GIVEN REQUEST:
Please rewrite the lines below as a numbered list, skipping any blank lines and omitting the pictures.

EXERCISE DATA:
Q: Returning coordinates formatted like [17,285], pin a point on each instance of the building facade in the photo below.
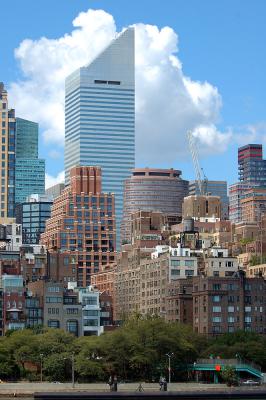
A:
[214,188]
[100,116]
[253,204]
[82,224]
[55,190]
[30,170]
[202,208]
[7,157]
[223,305]
[251,165]
[150,189]
[32,215]
[236,193]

TASK RESPONSE:
1. Q: Returning coordinates formatted like [17,285], pin a point on each instance of the building facade in the photo below.
2. A:
3. [214,188]
4. [100,116]
5. [253,204]
6. [82,224]
7. [55,190]
8. [30,170]
9. [202,208]
10. [7,157]
11. [223,305]
12. [251,165]
13. [150,189]
14. [32,215]
15. [236,193]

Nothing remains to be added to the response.